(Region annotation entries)
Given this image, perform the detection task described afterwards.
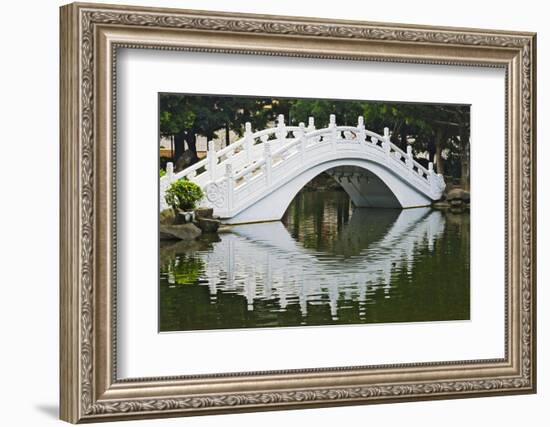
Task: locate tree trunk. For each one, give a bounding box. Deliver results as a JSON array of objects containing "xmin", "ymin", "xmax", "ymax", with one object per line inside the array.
[
  {"xmin": 174, "ymin": 131, "xmax": 199, "ymax": 172},
  {"xmin": 460, "ymin": 129, "xmax": 470, "ymax": 191},
  {"xmin": 173, "ymin": 131, "xmax": 185, "ymax": 163},
  {"xmin": 435, "ymin": 128, "xmax": 445, "ymax": 175}
]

▶ _TASK INSTRUCTIONS_: Duplicate every line of all the items above word for word, leaving the pictures out of your answer.

▶ _TASK OUTPUT_:
Given this image, perform the detection task described afterwards.
Task: locate tree trunk. For each one, give a bounding box. Deliver results as a JSON array of objects containing "xmin", "ymin", "xmax", "ymax", with one object per line inside the array.
[
  {"xmin": 174, "ymin": 131, "xmax": 199, "ymax": 172},
  {"xmin": 460, "ymin": 129, "xmax": 470, "ymax": 191},
  {"xmin": 173, "ymin": 131, "xmax": 185, "ymax": 163},
  {"xmin": 435, "ymin": 128, "xmax": 445, "ymax": 175}
]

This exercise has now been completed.